* [AIM OF THE EXERCISE]: Top to bottom, every record is to be copied word for word.

Records excerpted from a collection
-.-.-

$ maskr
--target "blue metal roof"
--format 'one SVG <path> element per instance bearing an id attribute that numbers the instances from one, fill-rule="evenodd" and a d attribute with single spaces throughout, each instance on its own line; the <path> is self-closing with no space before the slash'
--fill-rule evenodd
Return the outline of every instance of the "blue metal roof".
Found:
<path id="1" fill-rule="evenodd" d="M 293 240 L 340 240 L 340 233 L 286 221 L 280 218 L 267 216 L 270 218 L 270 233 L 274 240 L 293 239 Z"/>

-.-.-

* [EXERCISE SOLUTION]:
$ maskr
--target "blue metal roof"
--format 'one SVG <path> element per instance bearing an id attribute that numbers the instances from one, fill-rule="evenodd" and a d attribute with single spaces throughout, each instance on its own line; the <path> is self-closing with no space before the slash'
--fill-rule evenodd
Return the outline of every instance of the "blue metal roof".
Found:
<path id="1" fill-rule="evenodd" d="M 293 240 L 340 240 L 340 233 L 286 221 L 280 218 L 267 216 L 270 218 L 270 233 L 274 240 L 293 239 Z"/>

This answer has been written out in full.